* What you are asked to do: Could you please repeat the data below word for word?

Start of Study material

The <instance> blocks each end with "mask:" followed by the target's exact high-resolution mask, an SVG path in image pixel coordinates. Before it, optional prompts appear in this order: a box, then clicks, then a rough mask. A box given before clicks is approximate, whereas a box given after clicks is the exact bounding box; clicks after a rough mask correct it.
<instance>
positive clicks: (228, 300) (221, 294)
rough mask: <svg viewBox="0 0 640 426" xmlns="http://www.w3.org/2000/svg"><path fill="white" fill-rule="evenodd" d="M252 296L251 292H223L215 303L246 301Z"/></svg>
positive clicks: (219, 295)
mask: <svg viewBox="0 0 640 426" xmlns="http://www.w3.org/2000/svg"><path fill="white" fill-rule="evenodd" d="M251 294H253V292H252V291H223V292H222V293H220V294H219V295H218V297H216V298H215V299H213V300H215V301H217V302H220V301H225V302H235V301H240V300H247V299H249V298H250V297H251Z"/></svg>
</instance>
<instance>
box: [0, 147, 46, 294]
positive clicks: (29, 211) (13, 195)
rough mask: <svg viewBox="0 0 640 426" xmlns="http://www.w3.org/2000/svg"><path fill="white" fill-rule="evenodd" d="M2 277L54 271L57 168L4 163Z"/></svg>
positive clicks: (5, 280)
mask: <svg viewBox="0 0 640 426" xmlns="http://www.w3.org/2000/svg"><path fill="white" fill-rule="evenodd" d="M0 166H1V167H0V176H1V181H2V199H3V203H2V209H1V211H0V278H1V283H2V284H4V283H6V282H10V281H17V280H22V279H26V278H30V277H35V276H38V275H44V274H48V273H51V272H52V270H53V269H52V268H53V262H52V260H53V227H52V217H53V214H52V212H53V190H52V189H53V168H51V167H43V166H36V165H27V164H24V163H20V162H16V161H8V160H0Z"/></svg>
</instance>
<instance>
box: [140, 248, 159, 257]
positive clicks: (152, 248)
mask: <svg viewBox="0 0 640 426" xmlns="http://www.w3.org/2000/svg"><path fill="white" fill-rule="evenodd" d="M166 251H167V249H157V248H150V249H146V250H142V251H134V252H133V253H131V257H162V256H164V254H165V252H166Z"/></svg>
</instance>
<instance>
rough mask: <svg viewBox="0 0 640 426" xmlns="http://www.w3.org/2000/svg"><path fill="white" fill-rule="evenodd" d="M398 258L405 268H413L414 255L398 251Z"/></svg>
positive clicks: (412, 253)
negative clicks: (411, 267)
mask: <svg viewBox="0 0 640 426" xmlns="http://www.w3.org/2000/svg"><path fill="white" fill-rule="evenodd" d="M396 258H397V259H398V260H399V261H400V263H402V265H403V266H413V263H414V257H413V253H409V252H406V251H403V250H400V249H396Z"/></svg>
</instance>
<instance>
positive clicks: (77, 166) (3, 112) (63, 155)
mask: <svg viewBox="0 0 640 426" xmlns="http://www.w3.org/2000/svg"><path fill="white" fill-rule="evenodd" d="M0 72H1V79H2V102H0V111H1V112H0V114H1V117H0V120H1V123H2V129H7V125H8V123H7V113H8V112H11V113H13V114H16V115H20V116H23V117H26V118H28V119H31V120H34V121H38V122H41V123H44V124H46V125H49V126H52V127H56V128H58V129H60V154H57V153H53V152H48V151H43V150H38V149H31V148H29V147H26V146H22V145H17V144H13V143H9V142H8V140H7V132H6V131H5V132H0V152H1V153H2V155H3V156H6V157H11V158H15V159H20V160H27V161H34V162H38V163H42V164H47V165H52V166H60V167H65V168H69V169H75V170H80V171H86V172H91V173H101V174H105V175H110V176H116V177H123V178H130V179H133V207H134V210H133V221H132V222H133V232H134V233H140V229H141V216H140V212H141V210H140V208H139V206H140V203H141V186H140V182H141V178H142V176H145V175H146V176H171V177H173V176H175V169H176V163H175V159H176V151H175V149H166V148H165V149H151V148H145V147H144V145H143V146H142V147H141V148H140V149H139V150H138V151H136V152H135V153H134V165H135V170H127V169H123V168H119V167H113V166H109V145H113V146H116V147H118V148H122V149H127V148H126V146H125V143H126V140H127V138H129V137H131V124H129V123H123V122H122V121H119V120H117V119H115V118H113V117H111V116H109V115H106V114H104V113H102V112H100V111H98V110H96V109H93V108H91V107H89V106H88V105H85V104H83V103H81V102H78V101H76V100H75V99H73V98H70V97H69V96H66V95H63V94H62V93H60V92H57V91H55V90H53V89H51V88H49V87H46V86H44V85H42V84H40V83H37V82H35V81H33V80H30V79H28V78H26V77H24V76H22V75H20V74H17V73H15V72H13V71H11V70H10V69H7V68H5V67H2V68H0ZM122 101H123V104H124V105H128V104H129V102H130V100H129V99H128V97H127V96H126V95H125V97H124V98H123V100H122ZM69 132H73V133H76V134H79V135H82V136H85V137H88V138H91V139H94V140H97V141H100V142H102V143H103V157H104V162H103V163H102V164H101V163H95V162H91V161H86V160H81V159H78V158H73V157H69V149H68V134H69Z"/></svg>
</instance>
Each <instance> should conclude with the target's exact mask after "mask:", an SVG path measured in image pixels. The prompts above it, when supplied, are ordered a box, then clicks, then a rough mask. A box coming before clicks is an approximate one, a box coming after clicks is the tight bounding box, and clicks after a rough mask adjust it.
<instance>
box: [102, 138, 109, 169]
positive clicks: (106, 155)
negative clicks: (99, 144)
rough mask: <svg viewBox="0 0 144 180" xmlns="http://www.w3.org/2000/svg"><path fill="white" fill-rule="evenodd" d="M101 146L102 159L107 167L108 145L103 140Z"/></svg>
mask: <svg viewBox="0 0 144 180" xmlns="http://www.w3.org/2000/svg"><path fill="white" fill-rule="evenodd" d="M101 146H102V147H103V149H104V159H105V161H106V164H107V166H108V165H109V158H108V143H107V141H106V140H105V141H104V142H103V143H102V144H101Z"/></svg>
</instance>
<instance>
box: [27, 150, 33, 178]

End of Study material

* Expected answer:
The <instance> blocks each end with "mask:" followed by the target's exact high-resolution mask, an SVG path in image pixel coordinates. Before it, optional prompts appear in this order: a box, then clicks, then a rough mask. A box given before clicks is approximate, whereas a box given after clicks is the exact bounding box; clicks after a rough mask correct it.
<instance>
positive clicks: (228, 300) (221, 294)
rough mask: <svg viewBox="0 0 640 426" xmlns="http://www.w3.org/2000/svg"><path fill="white" fill-rule="evenodd" d="M252 296L251 292H223L215 303L246 301Z"/></svg>
positive clicks: (219, 295)
mask: <svg viewBox="0 0 640 426" xmlns="http://www.w3.org/2000/svg"><path fill="white" fill-rule="evenodd" d="M251 294H253V292H252V291H223V292H222V293H220V294H219V295H218V297H216V298H215V299H213V300H215V301H217V302H220V301H225V302H235V301H240V300H247V299H249V298H250V297H251Z"/></svg>
</instance>
<instance>
box: [0, 147, 46, 294]
positive clicks: (29, 211) (13, 195)
rough mask: <svg viewBox="0 0 640 426" xmlns="http://www.w3.org/2000/svg"><path fill="white" fill-rule="evenodd" d="M2 277L54 271L57 168L4 163Z"/></svg>
positive clicks: (5, 280)
mask: <svg viewBox="0 0 640 426" xmlns="http://www.w3.org/2000/svg"><path fill="white" fill-rule="evenodd" d="M0 166H1V167H0V176H1V181H2V199H3V203H2V209H1V211H0V278H1V283H2V284H4V283H6V282H10V281H17V280H22V279H26V278H30V277H35V276H38V275H44V274H48V273H51V272H52V270H53V269H52V268H53V262H52V260H53V227H52V217H53V214H52V212H53V190H52V189H53V168H51V167H43V166H36V165H27V164H24V163H20V162H16V161H8V160H0Z"/></svg>
</instance>
<instance>
box: [140, 248, 159, 257]
positive clicks: (152, 248)
mask: <svg viewBox="0 0 640 426" xmlns="http://www.w3.org/2000/svg"><path fill="white" fill-rule="evenodd" d="M166 251H167V249H157V248H150V249H146V250H142V251H134V252H133V253H131V257H162V256H164V254H165V252H166Z"/></svg>
</instance>
<instance>
rough mask: <svg viewBox="0 0 640 426" xmlns="http://www.w3.org/2000/svg"><path fill="white" fill-rule="evenodd" d="M398 258L405 268H413L414 255L398 251Z"/></svg>
positive clicks: (412, 253)
negative clicks: (411, 267)
mask: <svg viewBox="0 0 640 426" xmlns="http://www.w3.org/2000/svg"><path fill="white" fill-rule="evenodd" d="M396 258H397V259H398V260H399V261H400V263H402V265H403V266H413V263H414V257H413V253H409V252H406V251H403V250H400V249H396Z"/></svg>
</instance>
<instance>
positive clicks: (77, 166) (3, 112) (63, 155)
mask: <svg viewBox="0 0 640 426" xmlns="http://www.w3.org/2000/svg"><path fill="white" fill-rule="evenodd" d="M0 72H1V79H2V102H0V111H1V112H0V114H1V117H0V120H1V123H2V129H7V125H8V123H7V113H8V112H11V113H13V114H16V115H20V116H23V117H26V118H28V119H31V120H34V121H38V122H41V123H44V124H46V125H49V126H52V127H56V128H58V129H60V154H57V153H53V152H48V151H43V150H38V149H31V148H29V147H26V146H22V145H17V144H13V143H9V142H8V140H7V132H6V131H5V132H0V152H1V153H2V155H3V156H6V157H11V158H15V159H20V160H27V161H34V162H38V163H42V164H47V165H52V166H60V167H65V168H69V169H75V170H80V171H86V172H91V173H101V174H105V175H110V176H116V177H123V178H130V179H133V207H134V210H133V221H132V222H133V232H134V233H140V229H141V216H140V212H141V210H140V208H139V206H140V203H141V186H140V182H141V178H142V176H145V175H146V176H171V177H173V176H175V169H176V163H175V159H176V151H175V149H166V148H165V149H151V148H145V147H144V145H143V146H142V147H141V148H140V149H139V150H138V151H136V152H135V153H134V165H135V170H127V169H123V168H119V167H113V166H109V145H113V146H116V147H118V148H122V149H127V148H126V146H125V143H126V140H127V138H129V137H131V124H129V123H123V122H122V121H119V120H117V119H115V118H113V117H111V116H109V115H106V114H104V113H102V112H100V111H98V110H96V109H93V108H91V107H89V106H88V105H85V104H83V103H81V102H78V101H76V100H75V99H73V98H70V97H69V96H66V95H63V94H62V93H60V92H57V91H55V90H53V89H51V88H49V87H46V86H44V85H42V84H40V83H37V82H35V81H33V80H30V79H28V78H26V77H24V76H22V75H20V74H17V73H15V72H13V71H11V70H10V69H7V68H5V67H2V68H0ZM122 101H123V104H124V105H128V104H129V102H130V100H129V99H128V97H127V96H126V95H125V97H124V98H123V100H122ZM69 132H73V133H76V134H79V135H82V136H85V137H88V138H91V139H94V140H97V141H100V142H102V143H103V157H104V162H103V163H102V164H101V163H95V162H91V161H86V160H81V159H78V158H73V157H69V149H68V134H69Z"/></svg>
</instance>
Each <instance> should conclude with the target's exact mask after "mask:", an SVG path measured in image pixels. The prompts above it, when supplied, are ordered a box, then clicks, then a rough mask. A box coming before clicks is an approximate one, a box coming after clicks is the tight bounding box, and clicks after a rough mask adjust it.
<instance>
box: [102, 138, 109, 169]
positive clicks: (106, 155)
negative clicks: (99, 144)
rough mask: <svg viewBox="0 0 144 180" xmlns="http://www.w3.org/2000/svg"><path fill="white" fill-rule="evenodd" d="M101 146L102 159L107 167L108 145L103 140Z"/></svg>
mask: <svg viewBox="0 0 144 180" xmlns="http://www.w3.org/2000/svg"><path fill="white" fill-rule="evenodd" d="M101 146H102V147H103V149H104V159H105V161H106V164H107V166H108V165H109V158H108V143H107V141H106V140H105V141H104V142H103V143H102V144H101Z"/></svg>
</instance>
<instance>
box: [27, 150, 33, 178]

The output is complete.